• Task brief:
Exactly reproduce all the records, keeping pictures out of the copy.

• Provided entries:

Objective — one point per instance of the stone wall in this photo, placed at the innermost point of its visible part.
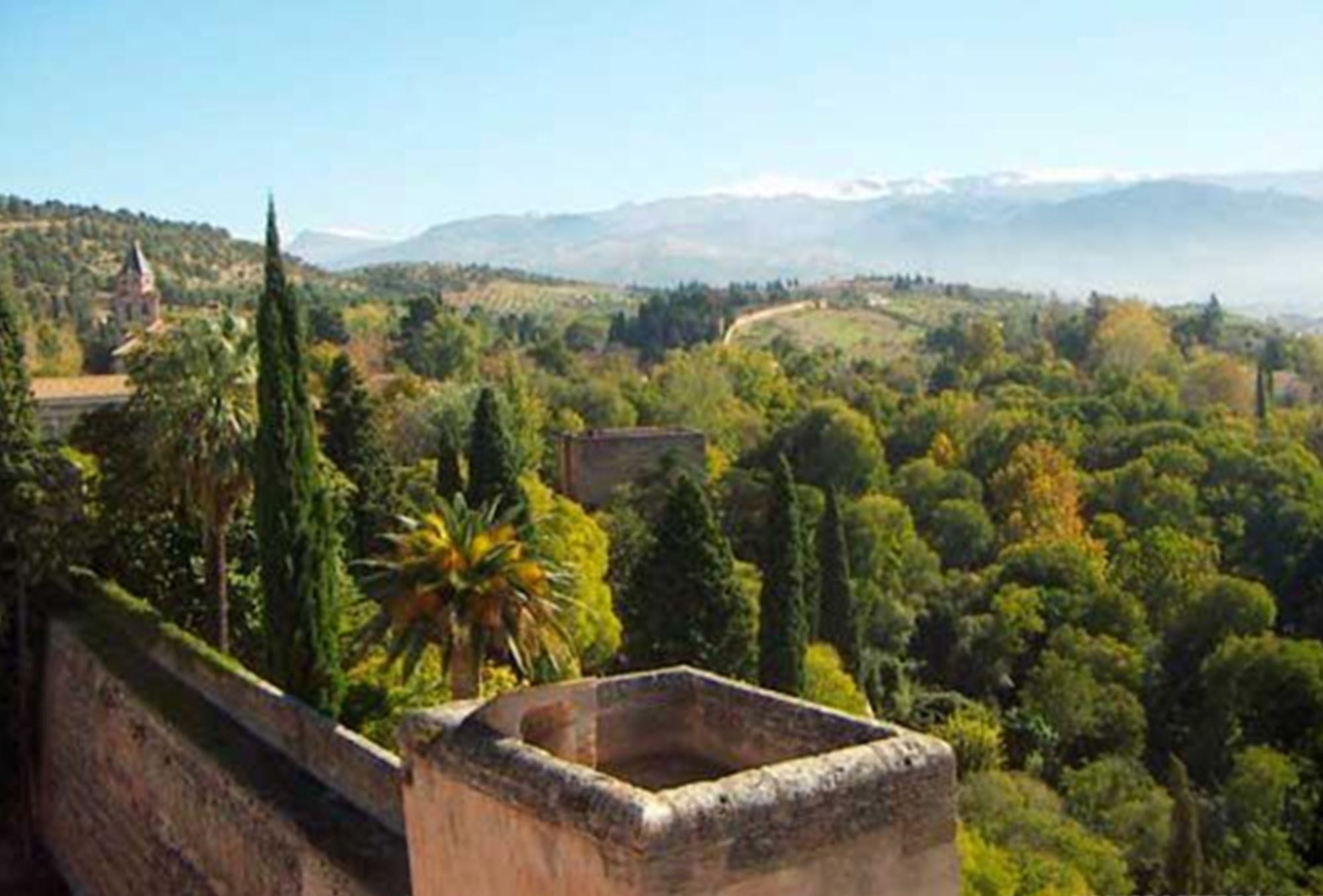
(595, 463)
(154, 782)
(805, 803)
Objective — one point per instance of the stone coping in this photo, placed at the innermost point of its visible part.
(853, 782)
(361, 771)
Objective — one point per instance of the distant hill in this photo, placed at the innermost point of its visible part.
(1255, 238)
(64, 259)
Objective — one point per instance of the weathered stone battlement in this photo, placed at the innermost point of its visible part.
(674, 783)
(169, 768)
(596, 462)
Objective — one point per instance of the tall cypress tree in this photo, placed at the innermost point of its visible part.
(783, 626)
(839, 611)
(450, 479)
(493, 473)
(355, 444)
(685, 604)
(296, 520)
(1185, 866)
(21, 462)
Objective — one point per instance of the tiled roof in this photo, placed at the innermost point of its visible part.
(50, 389)
(136, 262)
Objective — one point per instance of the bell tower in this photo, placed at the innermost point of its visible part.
(136, 304)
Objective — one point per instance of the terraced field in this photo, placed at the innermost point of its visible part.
(858, 332)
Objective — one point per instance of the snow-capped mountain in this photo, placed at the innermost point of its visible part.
(1255, 238)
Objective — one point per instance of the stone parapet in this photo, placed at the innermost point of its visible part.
(674, 783)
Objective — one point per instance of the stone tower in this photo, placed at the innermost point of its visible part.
(136, 304)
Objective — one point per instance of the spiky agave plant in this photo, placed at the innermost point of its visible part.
(469, 582)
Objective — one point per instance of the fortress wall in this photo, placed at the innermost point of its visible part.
(595, 463)
(153, 783)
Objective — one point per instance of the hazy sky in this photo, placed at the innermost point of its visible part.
(395, 115)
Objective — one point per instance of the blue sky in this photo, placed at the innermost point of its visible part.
(399, 114)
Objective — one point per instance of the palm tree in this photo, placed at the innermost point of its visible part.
(469, 582)
(196, 391)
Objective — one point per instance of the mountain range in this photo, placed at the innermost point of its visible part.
(1254, 238)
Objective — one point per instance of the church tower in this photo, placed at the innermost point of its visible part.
(136, 304)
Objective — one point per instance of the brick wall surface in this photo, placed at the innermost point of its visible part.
(149, 788)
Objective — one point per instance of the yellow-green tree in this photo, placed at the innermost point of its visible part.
(1038, 495)
(470, 583)
(574, 541)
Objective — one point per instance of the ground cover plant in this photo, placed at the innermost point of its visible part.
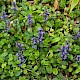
(38, 42)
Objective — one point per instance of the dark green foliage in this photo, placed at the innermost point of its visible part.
(45, 61)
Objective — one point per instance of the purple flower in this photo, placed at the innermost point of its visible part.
(64, 50)
(20, 58)
(46, 13)
(78, 57)
(20, 46)
(14, 6)
(64, 56)
(4, 16)
(34, 40)
(6, 29)
(40, 34)
(78, 34)
(20, 65)
(29, 20)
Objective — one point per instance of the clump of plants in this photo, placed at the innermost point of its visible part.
(38, 43)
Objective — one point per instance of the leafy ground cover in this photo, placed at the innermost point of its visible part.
(39, 41)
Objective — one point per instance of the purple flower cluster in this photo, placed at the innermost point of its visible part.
(29, 20)
(64, 50)
(40, 35)
(6, 29)
(14, 6)
(46, 13)
(20, 58)
(4, 16)
(78, 58)
(39, 39)
(20, 46)
(76, 36)
(34, 40)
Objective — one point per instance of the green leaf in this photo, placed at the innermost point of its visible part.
(55, 71)
(73, 4)
(43, 62)
(3, 65)
(49, 69)
(63, 66)
(21, 78)
(70, 69)
(77, 70)
(56, 39)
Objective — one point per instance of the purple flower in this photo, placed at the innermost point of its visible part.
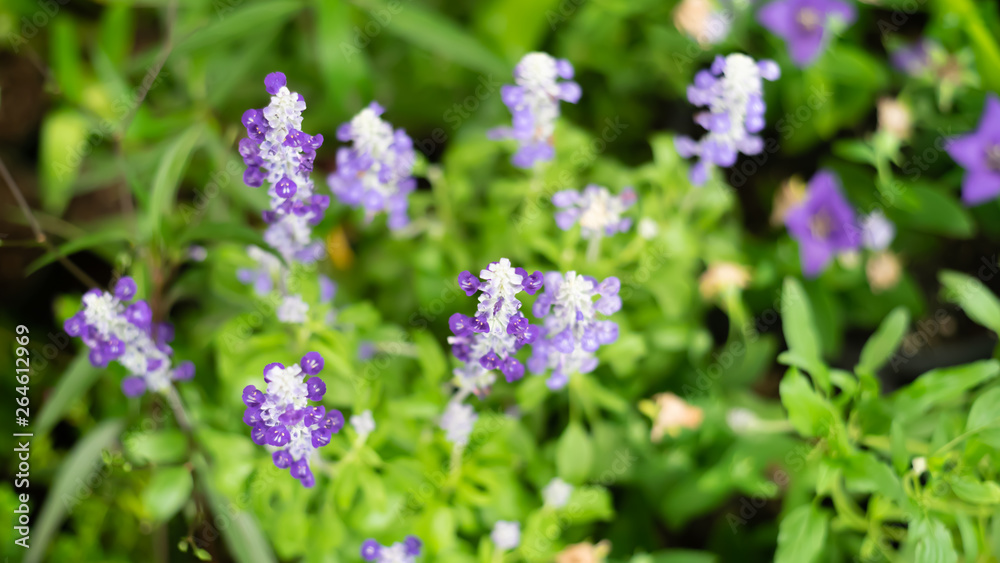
(488, 341)
(403, 552)
(281, 417)
(979, 153)
(732, 90)
(114, 330)
(824, 223)
(572, 331)
(804, 24)
(278, 153)
(376, 172)
(534, 104)
(598, 212)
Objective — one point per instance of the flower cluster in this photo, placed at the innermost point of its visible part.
(804, 24)
(457, 422)
(405, 552)
(489, 340)
(572, 332)
(557, 493)
(375, 172)
(732, 92)
(276, 151)
(282, 418)
(534, 105)
(598, 212)
(115, 330)
(824, 223)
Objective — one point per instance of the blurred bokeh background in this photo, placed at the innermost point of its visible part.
(103, 102)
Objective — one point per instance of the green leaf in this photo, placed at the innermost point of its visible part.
(436, 34)
(976, 300)
(159, 447)
(929, 209)
(855, 151)
(100, 237)
(66, 62)
(245, 541)
(115, 35)
(168, 176)
(809, 413)
(589, 504)
(251, 20)
(800, 331)
(63, 146)
(940, 386)
(974, 491)
(433, 364)
(933, 542)
(574, 454)
(866, 473)
(883, 343)
(985, 416)
(339, 58)
(678, 556)
(167, 492)
(81, 463)
(239, 233)
(983, 40)
(802, 535)
(70, 387)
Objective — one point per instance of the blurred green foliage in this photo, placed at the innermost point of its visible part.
(142, 107)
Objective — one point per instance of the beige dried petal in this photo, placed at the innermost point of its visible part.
(894, 117)
(673, 414)
(721, 277)
(884, 271)
(791, 192)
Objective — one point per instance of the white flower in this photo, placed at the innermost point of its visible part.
(293, 310)
(877, 232)
(556, 494)
(648, 229)
(457, 422)
(506, 535)
(364, 423)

• Answer space:
Objective — one point per instance of the stone wall in this photo, placed at the innermost point of its visible part.
(595, 463)
(154, 782)
(805, 803)
Objective — one point per instance of the stone coping in this photo, placed at the innermost point of its visible part.
(853, 782)
(361, 771)
Objective — one point per instance of the distant hill in this photo, placed at the innermost point of its visible part.
(1255, 238)
(64, 259)
Objective — one point per instance of the weathered stone battlement in this photo, placed at the innermost point of its visible part.
(674, 783)
(169, 768)
(596, 462)
Objective — one point per instance of the tall cypress tree in this photo, placed at the innermost point of its visible part.
(783, 626)
(839, 611)
(450, 479)
(493, 473)
(355, 444)
(685, 604)
(296, 520)
(1185, 866)
(21, 462)
Objective — one point per instance of the tiled roof in this photo, placed at the innermost point of its visible part.
(50, 389)
(136, 262)
Objective — one point per instance of the bell tower in this photo, placed at the innermost point of its visible part.
(136, 304)
Objective — one point per instance of the terraced field in this photo, placed at the innermost point of its visible part.
(858, 332)
Objective — one point per instance of the snow-capped mountain in this photo, placed at the innermost point of its visible part.
(1255, 238)
Objective — one point per instance of the stone parapet in this photo, placed at the innermost point of its visible part.
(674, 783)
Objective — one point per instance of the stone tower in this photo, placed at the innermost point of its visible part.
(136, 304)
Objective — one point per instance of the spiky agave plant in this photo, placed at the innermost point of its visible part.
(469, 582)
Objective — one point per instance of the fortress wall in this photo, placed at the innermost point of its visible part.
(595, 463)
(153, 783)
Objective — one point per instance of the hazy sky in this photo, placed at the innermost point of its visible part.
(395, 115)
Objective — one point per instance of the blue sky in this photo, placed at the innermost point of its visible part.
(399, 114)
Objective — one point per instance of the palm tree in this photo, placed at the innermost point of its visible part.
(469, 582)
(196, 391)
Objective — one point per instance of the mountain range in this photo, placed at the innermost point of its visible part.
(1254, 238)
Objective — one point per instance of the church tower in this photo, placed at the innermost point of its visible part.
(136, 304)
Objective — one point per instance of the brick wall surface in this photo, placed at the innermost point of its visible part.
(149, 788)
Objective — one point per instance of the yellow-green tree in this photo, placed at the innermost point of its visible part.
(1038, 495)
(470, 583)
(574, 541)
Objective — one point per instance of the ground cover plant in this photo, placed at the innermost point of its visible part.
(38, 42)
Objective — one point per instance of the dark green foliage in this photo, placed at the innermost point of its visible part.
(45, 61)
Objective — one point per instance of the purple flower in this photo, placed at the innermost point of its visible part.
(64, 50)
(20, 58)
(46, 13)
(78, 57)
(20, 46)
(14, 6)
(64, 56)
(4, 16)
(34, 40)
(6, 29)
(40, 34)
(78, 34)
(20, 65)
(29, 20)
Objective — one point per instance of the clump of plants in this photo, placed at the innermost point of its visible part.
(38, 43)
Objective — one point per instance of the leafy ground cover in this photo, placed at the innermost point of its visible part.
(39, 41)
Objective — one point per instance of the purple flower cluster in this photo, placed at the innermost point of its visible part.
(29, 20)
(64, 50)
(40, 35)
(6, 29)
(14, 6)
(46, 13)
(20, 58)
(4, 16)
(78, 58)
(39, 39)
(20, 46)
(76, 36)
(34, 40)
Objective — one point per instance of the green leaf in this photo, placed at the innermost point of its visible part.
(55, 71)
(73, 4)
(43, 62)
(3, 65)
(49, 69)
(63, 66)
(21, 78)
(70, 69)
(77, 70)
(56, 39)
Objective — one point per instance of the purple flower in this photo, placed at the innermost point of its visible part.
(488, 341)
(403, 552)
(281, 417)
(979, 153)
(732, 90)
(114, 330)
(824, 223)
(572, 331)
(804, 24)
(278, 153)
(376, 172)
(534, 104)
(598, 212)
Objective — one point per instance of the flower cluster in this photo, placed at the innermost point of its visible part.
(804, 24)
(457, 422)
(405, 552)
(489, 340)
(572, 332)
(557, 493)
(375, 172)
(732, 92)
(276, 151)
(282, 418)
(534, 105)
(598, 212)
(115, 330)
(824, 223)
Objective — one point per instance of the blurred bokeh background in this photo, placed at the innermost point of its visible part.
(103, 102)
Objective — one point per instance of the green leaf in this photo, placed at the innermost point of its visible part.
(436, 34)
(976, 300)
(159, 447)
(929, 209)
(855, 151)
(100, 237)
(66, 62)
(245, 541)
(115, 35)
(168, 176)
(809, 413)
(589, 504)
(251, 20)
(800, 331)
(63, 146)
(940, 386)
(974, 491)
(433, 364)
(933, 542)
(574, 454)
(866, 473)
(883, 343)
(985, 416)
(339, 58)
(678, 556)
(167, 492)
(81, 463)
(239, 233)
(983, 40)
(802, 535)
(70, 387)
Objective — one point per instance of the blurred green foliage in this photo, placed at the innermost point of its visible part.
(142, 107)
Objective — one point per instance of the beige dried petal in this photo, placed at the innermost point of its visible part.
(894, 117)
(673, 414)
(721, 277)
(884, 271)
(791, 192)
Objective — one point per instance of the white flower in this photo, placed at the innermost point of its visible part.
(293, 310)
(877, 232)
(556, 494)
(648, 229)
(457, 422)
(506, 535)
(364, 423)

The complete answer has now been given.